CHALLENGE => Rewrite the items below, replacing "textual query" with "written query" everywhere it occurs and leaving everything else unchanged.
— start DATA SECTION —
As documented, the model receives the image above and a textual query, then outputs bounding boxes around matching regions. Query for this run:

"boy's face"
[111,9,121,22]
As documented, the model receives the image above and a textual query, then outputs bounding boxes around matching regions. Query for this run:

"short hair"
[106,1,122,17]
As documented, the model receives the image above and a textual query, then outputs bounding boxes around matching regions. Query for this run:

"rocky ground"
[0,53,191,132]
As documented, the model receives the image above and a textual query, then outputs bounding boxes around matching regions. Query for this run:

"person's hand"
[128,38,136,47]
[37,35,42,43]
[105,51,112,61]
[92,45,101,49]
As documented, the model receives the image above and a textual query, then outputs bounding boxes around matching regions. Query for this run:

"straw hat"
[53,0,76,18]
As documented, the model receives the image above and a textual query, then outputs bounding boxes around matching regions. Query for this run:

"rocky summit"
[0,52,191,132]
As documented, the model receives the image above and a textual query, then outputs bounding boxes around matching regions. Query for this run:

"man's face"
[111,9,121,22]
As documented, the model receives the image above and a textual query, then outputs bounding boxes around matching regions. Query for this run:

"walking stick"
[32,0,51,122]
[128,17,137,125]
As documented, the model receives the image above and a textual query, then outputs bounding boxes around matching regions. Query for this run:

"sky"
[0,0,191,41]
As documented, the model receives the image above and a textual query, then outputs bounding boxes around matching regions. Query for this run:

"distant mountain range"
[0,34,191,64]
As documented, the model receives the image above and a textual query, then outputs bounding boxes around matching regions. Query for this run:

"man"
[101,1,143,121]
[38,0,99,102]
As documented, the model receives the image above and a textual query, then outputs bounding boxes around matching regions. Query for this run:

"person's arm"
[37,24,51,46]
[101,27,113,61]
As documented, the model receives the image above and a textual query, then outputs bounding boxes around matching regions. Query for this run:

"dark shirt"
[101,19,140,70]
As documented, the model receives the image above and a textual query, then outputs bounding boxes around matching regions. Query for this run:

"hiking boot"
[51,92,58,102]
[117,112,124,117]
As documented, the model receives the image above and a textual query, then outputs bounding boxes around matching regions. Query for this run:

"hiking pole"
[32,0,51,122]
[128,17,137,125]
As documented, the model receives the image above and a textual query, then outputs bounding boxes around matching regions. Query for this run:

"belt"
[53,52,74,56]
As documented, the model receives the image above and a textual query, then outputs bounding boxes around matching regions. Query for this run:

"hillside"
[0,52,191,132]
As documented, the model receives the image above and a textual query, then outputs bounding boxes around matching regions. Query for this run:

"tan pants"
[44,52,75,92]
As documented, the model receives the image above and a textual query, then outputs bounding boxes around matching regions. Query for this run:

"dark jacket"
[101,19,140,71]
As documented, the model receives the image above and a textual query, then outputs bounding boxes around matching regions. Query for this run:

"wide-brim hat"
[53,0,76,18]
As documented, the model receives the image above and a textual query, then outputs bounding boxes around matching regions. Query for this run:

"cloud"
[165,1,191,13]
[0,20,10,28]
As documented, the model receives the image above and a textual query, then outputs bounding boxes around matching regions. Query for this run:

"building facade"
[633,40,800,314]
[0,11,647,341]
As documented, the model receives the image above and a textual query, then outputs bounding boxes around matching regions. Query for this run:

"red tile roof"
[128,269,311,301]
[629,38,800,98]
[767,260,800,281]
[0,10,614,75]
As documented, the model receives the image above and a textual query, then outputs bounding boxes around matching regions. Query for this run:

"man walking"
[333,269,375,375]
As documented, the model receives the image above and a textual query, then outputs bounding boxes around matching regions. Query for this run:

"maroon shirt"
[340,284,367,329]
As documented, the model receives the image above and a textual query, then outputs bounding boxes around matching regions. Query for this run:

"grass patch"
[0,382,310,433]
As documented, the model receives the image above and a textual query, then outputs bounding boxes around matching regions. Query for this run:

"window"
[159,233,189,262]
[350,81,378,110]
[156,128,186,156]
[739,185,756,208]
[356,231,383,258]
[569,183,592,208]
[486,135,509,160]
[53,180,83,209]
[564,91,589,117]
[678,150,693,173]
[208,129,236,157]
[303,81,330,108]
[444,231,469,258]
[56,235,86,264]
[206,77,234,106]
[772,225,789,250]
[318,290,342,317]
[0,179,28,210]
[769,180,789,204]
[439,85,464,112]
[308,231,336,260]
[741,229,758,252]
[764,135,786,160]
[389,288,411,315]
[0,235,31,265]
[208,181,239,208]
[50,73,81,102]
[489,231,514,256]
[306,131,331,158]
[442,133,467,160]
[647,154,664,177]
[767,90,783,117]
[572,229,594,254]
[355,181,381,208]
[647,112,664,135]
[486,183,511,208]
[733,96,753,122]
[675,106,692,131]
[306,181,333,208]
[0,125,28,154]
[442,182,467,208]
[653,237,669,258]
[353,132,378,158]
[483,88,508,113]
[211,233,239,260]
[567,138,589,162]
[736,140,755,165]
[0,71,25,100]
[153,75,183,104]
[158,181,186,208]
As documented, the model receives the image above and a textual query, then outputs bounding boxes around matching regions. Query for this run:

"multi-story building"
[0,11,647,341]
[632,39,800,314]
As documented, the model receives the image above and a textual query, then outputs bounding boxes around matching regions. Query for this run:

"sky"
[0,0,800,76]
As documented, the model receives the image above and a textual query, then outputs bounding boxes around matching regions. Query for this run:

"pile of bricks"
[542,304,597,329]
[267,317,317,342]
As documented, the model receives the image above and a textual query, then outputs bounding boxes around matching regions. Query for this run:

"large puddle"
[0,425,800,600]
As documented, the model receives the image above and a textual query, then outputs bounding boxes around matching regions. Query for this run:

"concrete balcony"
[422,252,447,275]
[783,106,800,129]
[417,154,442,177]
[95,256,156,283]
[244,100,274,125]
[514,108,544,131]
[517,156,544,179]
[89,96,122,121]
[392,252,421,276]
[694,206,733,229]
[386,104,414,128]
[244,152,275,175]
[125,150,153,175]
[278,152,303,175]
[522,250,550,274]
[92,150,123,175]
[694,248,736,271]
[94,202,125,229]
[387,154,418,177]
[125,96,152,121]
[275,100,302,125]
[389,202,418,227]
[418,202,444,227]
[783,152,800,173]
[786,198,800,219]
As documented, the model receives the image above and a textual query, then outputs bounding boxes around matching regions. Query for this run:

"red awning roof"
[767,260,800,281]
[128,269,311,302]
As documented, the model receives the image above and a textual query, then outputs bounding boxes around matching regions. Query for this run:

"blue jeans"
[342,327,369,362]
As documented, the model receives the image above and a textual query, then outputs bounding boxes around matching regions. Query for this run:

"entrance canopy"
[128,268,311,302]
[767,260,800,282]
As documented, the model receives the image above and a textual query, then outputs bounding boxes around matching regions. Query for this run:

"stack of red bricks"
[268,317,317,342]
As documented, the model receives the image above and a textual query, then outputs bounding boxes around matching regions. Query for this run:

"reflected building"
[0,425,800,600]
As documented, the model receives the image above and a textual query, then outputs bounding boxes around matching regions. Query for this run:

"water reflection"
— end DATA SECTION —
SOLUTION TO THIS TASK =>
As documented, the model receives the image above and a written query, then outputs bounding boxes around matching regions. Query for this run:

"boy's face"
[111,9,121,22]
As documented, the model receives the image above and a written query, then outputs bounding boxes around matching regions. Query for this run:

"short hair"
[106,1,122,17]
As documented, the model receives the image above and a written query, then outputs bounding boxes around matching regions. Query for this run:

"rocky ground"
[0,53,191,132]
As documented, the model receives the image above and a written query, then outputs bounding boxes around matching regions. Query for this run:

"person's hand"
[128,38,136,47]
[37,35,42,43]
[105,51,112,61]
[92,45,101,49]
As documented, the model receives the image above and a written query, then outputs bounding boxes around matching regions. Query for this run:

"straw hat"
[53,0,76,18]
As documented, the model receives the image above and a written query, then outputs bounding boxes around matching regions. Query for this run:

"rocky summit"
[0,52,191,132]
As documented, the model receives the image above and a written query, then outputs bounding boxes around matching regions. Query for this run:

"man's face"
[111,9,121,22]
As documented, the model receives the image above and a written query, then outputs bounding boxes around matching regions. Query for this run:

"walking stick"
[32,0,51,122]
[128,17,137,125]
As documented, the model receives the image above and a written query, then outputs bounding boxes around matching regions. Query for this run:

"sky"
[0,0,191,41]
As documented, the model receives the image above and a written query, then outputs bounding boxes around matching regions. Query for this run:

"distant mountain range"
[0,34,191,64]
As documented, the model receives the image above and a written query, then outputs bounding boxes around matching regions. Query for this run:

"man"
[101,1,143,121]
[38,0,99,102]
As documented, the model receives the image above and a written query, then outputs bounding boxes around matching regions. Query for this run:

"person's arm"
[37,24,51,46]
[101,27,113,61]
As documented, the model receives the image above and a written query, then outputs bounding boxes around matching regions. Query for this run:

"dark shirt"
[101,19,140,70]
As documented, the model receives the image above and a written query, then outputs bounding boxes around matching regions. Query for this run:

"hiking boot"
[51,92,58,102]
[117,112,124,117]
As documented, the model receives the image above and a written query, then outputs bounding boxes around matching regions. Query for this run:

"hiking pole"
[32,0,51,122]
[128,17,137,125]
As documented, the model receives the image above and a written query, then outputs bounding boxes around matching regions. Query for this run:

"belt"
[53,52,74,56]
As documented, the model receives the image above and a written query, then outputs bounding boxes around matching regions. Query for this run:

"hillside"
[0,52,191,132]
As documented, the model receives the image above and a written query, then outputs bounding boxes around matching regions. Query for this run:

"tan pants"
[44,52,75,92]
As documented, the model receives the image above and a written query, then outputs bounding boxes around matching regions. Query for this run:

"dark jacket"
[101,19,140,71]
As documented, the model receives the image above and a written query, then outputs bounding boxes around matching regions. Query for this run:

"wide-brim hat"
[53,0,76,18]
As documented, the model receives the image above and a written query, then outputs bounding boxes around matching regions. Query for this run:

"cloud"
[165,1,191,13]
[0,20,10,28]
As documented, the model receives the image above and a written query, then outputs bounding boxes around matching regions. Query for this run:

"building facade"
[633,40,800,314]
[0,11,647,341]
As documented, the model receives the image above and a written query, then outputs bounding boxes around matching regions. Query for this run:

"red tile roof"
[128,269,311,301]
[629,38,800,98]
[767,260,800,281]
[0,10,614,75]
As documented, the model receives the image above and a written query, then outputs bounding boxes around matching regions. Query for this run:

"man walking"
[333,269,375,375]
As documented, the model receives the image above and a written query, then outputs bounding boxes around matching regions. Query for this run:

"maroon shirt"
[340,284,367,329]
As documented, the model receives the image above and a written query, then outputs bounding boxes around matching regions. Query for this run:

"grass patch"
[0,382,310,433]
As documented, the model receives the image above and a written query, then outputs bounding boxes around matching regions. Query for this run:

"window"
[159,233,189,262]
[350,81,378,110]
[156,128,186,156]
[739,185,756,208]
[356,231,383,258]
[569,183,592,208]
[486,135,509,160]
[53,180,83,209]
[564,91,589,117]
[678,150,693,173]
[208,129,236,157]
[303,81,330,108]
[444,231,469,258]
[56,235,86,264]
[206,77,234,106]
[772,225,789,250]
[318,290,342,317]
[0,179,28,210]
[769,180,789,204]
[439,85,464,112]
[308,231,336,260]
[741,229,758,252]
[764,135,786,160]
[389,288,411,315]
[0,235,31,265]
[208,181,239,208]
[50,73,81,102]
[489,231,514,256]
[306,131,331,158]
[442,133,467,160]
[647,154,664,177]
[767,90,783,117]
[572,229,594,254]
[355,181,381,208]
[647,112,664,135]
[486,183,511,208]
[733,96,753,122]
[675,106,692,131]
[306,181,333,208]
[0,125,28,154]
[442,182,467,208]
[653,237,669,258]
[353,132,378,158]
[483,88,508,113]
[211,233,239,260]
[567,138,589,162]
[736,140,755,165]
[0,71,25,100]
[153,75,183,104]
[158,181,186,208]
As documented, the model receives the image above and a written query, then outputs bounding boxes around matching regions. Query for this run:

"multi-story building"
[0,11,647,341]
[632,39,800,314]
As documented, the model receives the image above and a written query, then outputs bounding boxes around matching regions. Query for this run:

"sky"
[0,0,800,76]
As documented, the model receives the image above and a written query, then outputs bounding boxes around matching regions. Query for this run:

"pile of bricks"
[542,304,597,329]
[267,317,317,342]
As documented, the model receives the image above and a written query, then outputs bounding boxes around matching regions. Query for this run:

"large puddle"
[0,425,800,600]
As documented, the model receives the image above and a written query, then outputs bounding boxes around matching regions. Query for this run:

"concrete balcony"
[422,252,447,275]
[783,106,800,129]
[417,154,442,177]
[95,256,156,283]
[244,100,274,125]
[514,108,544,131]
[517,156,544,179]
[89,96,122,121]
[392,252,421,276]
[694,206,733,229]
[386,104,414,128]
[244,152,275,175]
[125,150,153,175]
[278,152,303,175]
[522,250,550,274]
[92,150,123,175]
[694,248,736,271]
[94,202,125,229]
[387,154,418,177]
[125,96,152,121]
[275,100,302,125]
[389,202,418,227]
[418,202,444,227]
[783,152,800,173]
[786,198,800,219]
As documented, the model receives the image above and a written query, then outputs bounding boxes around matching regions. Query for this run:

"red awning roof"
[767,260,800,281]
[128,269,311,302]
As documented, the model receives the image above and a written query, then outputs bounding boxes around matching regions. Query for this run:

"blue jeans"
[342,327,369,362]
As documented, the model receives the image above and a written query, then outputs bounding boxes around matching regions. Query for this run:

"entrance canopy"
[128,268,311,302]
[767,260,800,282]
As documented, the model receives the image above and a written query, then outputs bounding boxes around matching regions. Query for this run:

"stack of red bricks"
[268,317,317,342]
As documented, the model receives the image above and a written query, then outputs bounding boxes around matching regions. Query for this run:

"reflected building"
[0,425,800,600]
As documented, the model receives the image above and a written query, then outputs bounding boxes around matching regions. Query for this run:

"water reflection"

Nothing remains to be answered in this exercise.